=== Given data ===
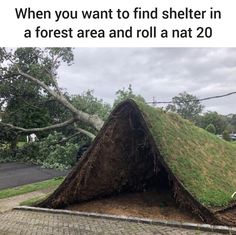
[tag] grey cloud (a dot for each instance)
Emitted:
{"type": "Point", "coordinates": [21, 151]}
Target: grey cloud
{"type": "Point", "coordinates": [155, 72]}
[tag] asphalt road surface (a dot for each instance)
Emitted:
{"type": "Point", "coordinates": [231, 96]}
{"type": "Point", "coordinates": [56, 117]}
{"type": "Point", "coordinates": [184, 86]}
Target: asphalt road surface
{"type": "Point", "coordinates": [16, 174]}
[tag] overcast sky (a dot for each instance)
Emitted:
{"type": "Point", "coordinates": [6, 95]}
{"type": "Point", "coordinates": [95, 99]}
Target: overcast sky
{"type": "Point", "coordinates": [155, 72]}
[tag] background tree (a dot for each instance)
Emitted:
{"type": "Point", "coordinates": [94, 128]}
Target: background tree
{"type": "Point", "coordinates": [219, 121]}
{"type": "Point", "coordinates": [29, 76]}
{"type": "Point", "coordinates": [124, 94]}
{"type": "Point", "coordinates": [211, 128]}
{"type": "Point", "coordinates": [186, 105]}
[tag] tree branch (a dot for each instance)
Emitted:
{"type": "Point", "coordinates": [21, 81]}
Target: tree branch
{"type": "Point", "coordinates": [87, 133]}
{"type": "Point", "coordinates": [31, 130]}
{"type": "Point", "coordinates": [92, 120]}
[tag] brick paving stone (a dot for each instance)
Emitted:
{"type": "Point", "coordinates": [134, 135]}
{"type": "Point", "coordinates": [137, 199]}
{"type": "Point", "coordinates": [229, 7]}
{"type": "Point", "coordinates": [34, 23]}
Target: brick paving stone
{"type": "Point", "coordinates": [24, 222]}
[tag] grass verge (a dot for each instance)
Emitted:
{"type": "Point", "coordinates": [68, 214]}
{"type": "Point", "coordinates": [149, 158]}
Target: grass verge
{"type": "Point", "coordinates": [10, 192]}
{"type": "Point", "coordinates": [33, 201]}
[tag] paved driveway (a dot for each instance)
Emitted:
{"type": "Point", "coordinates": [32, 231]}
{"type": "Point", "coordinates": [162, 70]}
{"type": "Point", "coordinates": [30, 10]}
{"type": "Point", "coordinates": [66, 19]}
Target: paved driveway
{"type": "Point", "coordinates": [16, 174]}
{"type": "Point", "coordinates": [44, 223]}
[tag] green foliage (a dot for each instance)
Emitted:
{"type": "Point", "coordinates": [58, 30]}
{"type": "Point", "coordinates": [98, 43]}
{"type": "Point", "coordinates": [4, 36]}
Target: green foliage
{"type": "Point", "coordinates": [25, 103]}
{"type": "Point", "coordinates": [186, 105]}
{"type": "Point", "coordinates": [88, 103]}
{"type": "Point", "coordinates": [124, 94]}
{"type": "Point", "coordinates": [219, 121]}
{"type": "Point", "coordinates": [211, 128]}
{"type": "Point", "coordinates": [225, 135]}
{"type": "Point", "coordinates": [5, 193]}
{"type": "Point", "coordinates": [50, 152]}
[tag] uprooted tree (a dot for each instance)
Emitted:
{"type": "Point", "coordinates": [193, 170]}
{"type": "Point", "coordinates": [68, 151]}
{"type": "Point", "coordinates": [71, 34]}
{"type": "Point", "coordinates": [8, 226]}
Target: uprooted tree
{"type": "Point", "coordinates": [29, 86]}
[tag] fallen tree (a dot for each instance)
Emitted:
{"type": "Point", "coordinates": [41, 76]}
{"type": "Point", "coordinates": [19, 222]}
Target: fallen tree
{"type": "Point", "coordinates": [30, 74]}
{"type": "Point", "coordinates": [141, 147]}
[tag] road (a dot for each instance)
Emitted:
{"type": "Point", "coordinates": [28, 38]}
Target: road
{"type": "Point", "coordinates": [16, 174]}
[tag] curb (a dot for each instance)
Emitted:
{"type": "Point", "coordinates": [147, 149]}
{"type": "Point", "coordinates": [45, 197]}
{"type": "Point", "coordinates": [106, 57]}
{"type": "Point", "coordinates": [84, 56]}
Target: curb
{"type": "Point", "coordinates": [192, 226]}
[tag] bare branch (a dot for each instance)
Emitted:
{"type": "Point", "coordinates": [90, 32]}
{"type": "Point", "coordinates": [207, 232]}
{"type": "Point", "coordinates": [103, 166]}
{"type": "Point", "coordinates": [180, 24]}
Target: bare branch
{"type": "Point", "coordinates": [87, 133]}
{"type": "Point", "coordinates": [31, 130]}
{"type": "Point", "coordinates": [92, 120]}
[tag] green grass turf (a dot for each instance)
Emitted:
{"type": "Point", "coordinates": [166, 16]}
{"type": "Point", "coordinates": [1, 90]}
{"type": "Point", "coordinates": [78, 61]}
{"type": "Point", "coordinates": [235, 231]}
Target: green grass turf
{"type": "Point", "coordinates": [202, 162]}
{"type": "Point", "coordinates": [10, 192]}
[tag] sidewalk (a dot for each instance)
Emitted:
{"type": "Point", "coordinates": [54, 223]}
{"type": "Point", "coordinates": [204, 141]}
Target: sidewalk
{"type": "Point", "coordinates": [27, 222]}
{"type": "Point", "coordinates": [9, 203]}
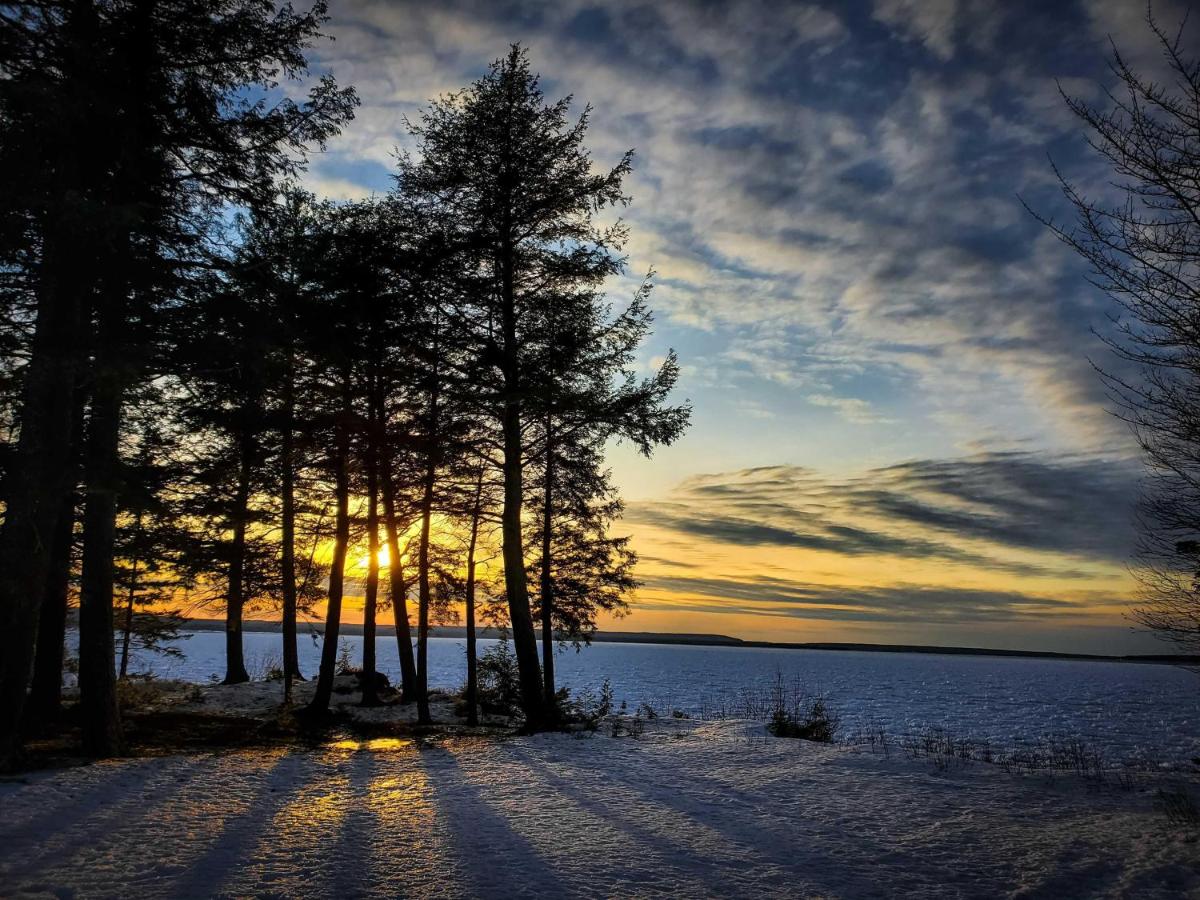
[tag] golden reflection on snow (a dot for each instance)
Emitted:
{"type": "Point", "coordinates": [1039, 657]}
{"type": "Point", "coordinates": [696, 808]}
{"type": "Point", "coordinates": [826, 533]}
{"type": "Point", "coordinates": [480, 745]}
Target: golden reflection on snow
{"type": "Point", "coordinates": [321, 803]}
{"type": "Point", "coordinates": [402, 801]}
{"type": "Point", "coordinates": [379, 745]}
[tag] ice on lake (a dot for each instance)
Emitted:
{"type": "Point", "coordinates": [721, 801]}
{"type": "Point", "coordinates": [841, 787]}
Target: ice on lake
{"type": "Point", "coordinates": [1151, 711]}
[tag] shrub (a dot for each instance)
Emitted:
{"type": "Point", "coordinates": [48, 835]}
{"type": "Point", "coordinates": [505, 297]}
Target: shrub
{"type": "Point", "coordinates": [499, 681]}
{"type": "Point", "coordinates": [345, 664]}
{"type": "Point", "coordinates": [816, 723]}
{"type": "Point", "coordinates": [1179, 805]}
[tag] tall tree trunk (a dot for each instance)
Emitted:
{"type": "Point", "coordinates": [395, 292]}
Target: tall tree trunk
{"type": "Point", "coordinates": [39, 474]}
{"type": "Point", "coordinates": [395, 567]}
{"type": "Point", "coordinates": [46, 691]}
{"type": "Point", "coordinates": [424, 597]}
{"type": "Point", "coordinates": [319, 702]}
{"type": "Point", "coordinates": [472, 653]}
{"type": "Point", "coordinates": [288, 533]}
{"type": "Point", "coordinates": [399, 591]}
{"type": "Point", "coordinates": [547, 581]}
{"type": "Point", "coordinates": [97, 666]}
{"type": "Point", "coordinates": [235, 597]}
{"type": "Point", "coordinates": [129, 601]}
{"type": "Point", "coordinates": [525, 642]}
{"type": "Point", "coordinates": [370, 695]}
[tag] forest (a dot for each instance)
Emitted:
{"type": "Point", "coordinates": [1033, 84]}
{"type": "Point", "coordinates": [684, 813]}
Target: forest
{"type": "Point", "coordinates": [220, 390]}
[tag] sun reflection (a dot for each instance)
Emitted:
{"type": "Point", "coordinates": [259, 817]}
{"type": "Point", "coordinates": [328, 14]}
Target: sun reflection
{"type": "Point", "coordinates": [371, 744]}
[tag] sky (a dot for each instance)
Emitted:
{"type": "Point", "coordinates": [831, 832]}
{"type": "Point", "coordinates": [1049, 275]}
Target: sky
{"type": "Point", "coordinates": [899, 433]}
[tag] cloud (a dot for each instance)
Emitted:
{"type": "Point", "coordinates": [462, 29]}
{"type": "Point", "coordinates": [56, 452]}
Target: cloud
{"type": "Point", "coordinates": [1018, 511]}
{"type": "Point", "coordinates": [814, 193]}
{"type": "Point", "coordinates": [893, 604]}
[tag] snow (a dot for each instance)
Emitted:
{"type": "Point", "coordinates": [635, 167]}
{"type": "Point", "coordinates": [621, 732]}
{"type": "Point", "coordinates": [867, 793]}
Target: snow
{"type": "Point", "coordinates": [1128, 709]}
{"type": "Point", "coordinates": [689, 809]}
{"type": "Point", "coordinates": [263, 700]}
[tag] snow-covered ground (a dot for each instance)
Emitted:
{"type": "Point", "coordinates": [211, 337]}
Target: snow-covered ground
{"type": "Point", "coordinates": [689, 809]}
{"type": "Point", "coordinates": [1128, 709]}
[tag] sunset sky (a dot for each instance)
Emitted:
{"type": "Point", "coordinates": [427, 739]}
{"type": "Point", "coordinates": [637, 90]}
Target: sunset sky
{"type": "Point", "coordinates": [898, 433]}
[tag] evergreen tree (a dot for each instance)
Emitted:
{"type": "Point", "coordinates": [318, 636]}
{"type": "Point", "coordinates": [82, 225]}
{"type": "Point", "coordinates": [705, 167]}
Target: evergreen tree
{"type": "Point", "coordinates": [513, 175]}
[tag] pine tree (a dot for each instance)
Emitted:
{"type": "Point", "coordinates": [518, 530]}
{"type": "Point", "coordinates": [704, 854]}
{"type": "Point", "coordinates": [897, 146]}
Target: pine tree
{"type": "Point", "coordinates": [513, 175]}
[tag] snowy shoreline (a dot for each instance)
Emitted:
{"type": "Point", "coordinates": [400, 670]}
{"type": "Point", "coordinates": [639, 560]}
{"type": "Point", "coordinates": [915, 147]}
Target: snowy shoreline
{"type": "Point", "coordinates": [688, 809]}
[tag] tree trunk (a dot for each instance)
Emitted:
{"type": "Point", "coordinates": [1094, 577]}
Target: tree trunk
{"type": "Point", "coordinates": [319, 702]}
{"type": "Point", "coordinates": [399, 591]}
{"type": "Point", "coordinates": [395, 567]}
{"type": "Point", "coordinates": [472, 658]}
{"type": "Point", "coordinates": [97, 665]}
{"type": "Point", "coordinates": [547, 581]}
{"type": "Point", "coordinates": [370, 695]}
{"type": "Point", "coordinates": [235, 598]}
{"type": "Point", "coordinates": [525, 642]}
{"type": "Point", "coordinates": [129, 603]}
{"type": "Point", "coordinates": [288, 534]}
{"type": "Point", "coordinates": [424, 597]}
{"type": "Point", "coordinates": [39, 474]}
{"type": "Point", "coordinates": [46, 691]}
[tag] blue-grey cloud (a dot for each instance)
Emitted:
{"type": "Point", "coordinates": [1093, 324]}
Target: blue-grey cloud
{"type": "Point", "coordinates": [893, 604]}
{"type": "Point", "coordinates": [970, 510]}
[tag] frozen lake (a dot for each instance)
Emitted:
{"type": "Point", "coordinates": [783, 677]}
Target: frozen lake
{"type": "Point", "coordinates": [1129, 708]}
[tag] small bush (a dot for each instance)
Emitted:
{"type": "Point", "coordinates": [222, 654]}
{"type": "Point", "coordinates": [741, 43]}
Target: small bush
{"type": "Point", "coordinates": [345, 663]}
{"type": "Point", "coordinates": [499, 681]}
{"type": "Point", "coordinates": [1179, 805]}
{"type": "Point", "coordinates": [817, 723]}
{"type": "Point", "coordinates": [586, 708]}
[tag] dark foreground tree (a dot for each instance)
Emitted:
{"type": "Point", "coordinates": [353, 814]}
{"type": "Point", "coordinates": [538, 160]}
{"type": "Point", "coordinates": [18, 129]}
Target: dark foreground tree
{"type": "Point", "coordinates": [513, 174]}
{"type": "Point", "coordinates": [1144, 252]}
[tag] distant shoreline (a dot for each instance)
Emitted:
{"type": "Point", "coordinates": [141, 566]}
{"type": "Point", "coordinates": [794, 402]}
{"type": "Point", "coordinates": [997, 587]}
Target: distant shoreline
{"type": "Point", "coordinates": [667, 639]}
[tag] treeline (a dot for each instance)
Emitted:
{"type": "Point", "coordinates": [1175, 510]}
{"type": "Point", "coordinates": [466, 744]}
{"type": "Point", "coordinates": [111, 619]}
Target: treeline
{"type": "Point", "coordinates": [210, 376]}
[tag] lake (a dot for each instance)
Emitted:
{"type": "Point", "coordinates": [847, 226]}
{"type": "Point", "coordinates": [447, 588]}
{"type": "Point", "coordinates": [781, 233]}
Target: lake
{"type": "Point", "coordinates": [1131, 709]}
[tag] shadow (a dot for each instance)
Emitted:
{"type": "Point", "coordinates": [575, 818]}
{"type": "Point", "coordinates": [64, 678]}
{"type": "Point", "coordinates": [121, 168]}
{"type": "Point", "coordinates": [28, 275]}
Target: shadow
{"type": "Point", "coordinates": [207, 873]}
{"type": "Point", "coordinates": [485, 843]}
{"type": "Point", "coordinates": [96, 819]}
{"type": "Point", "coordinates": [349, 861]}
{"type": "Point", "coordinates": [804, 861]}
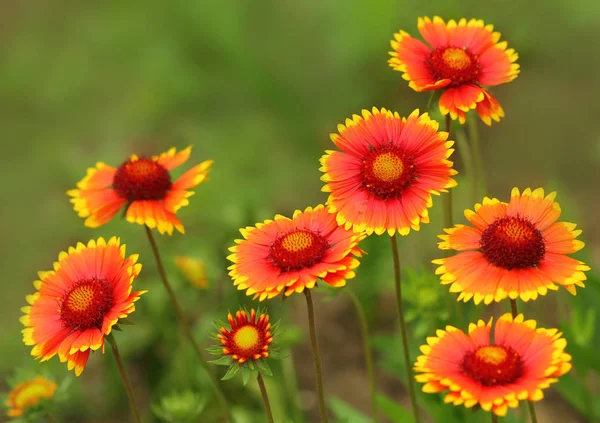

=== Task brief ===
Collect every line from the items above that contains the word "tall".

=== Response for this exercise ===
[tag] tall tree trunk (a dot for each instance)
Target: tall tree trunk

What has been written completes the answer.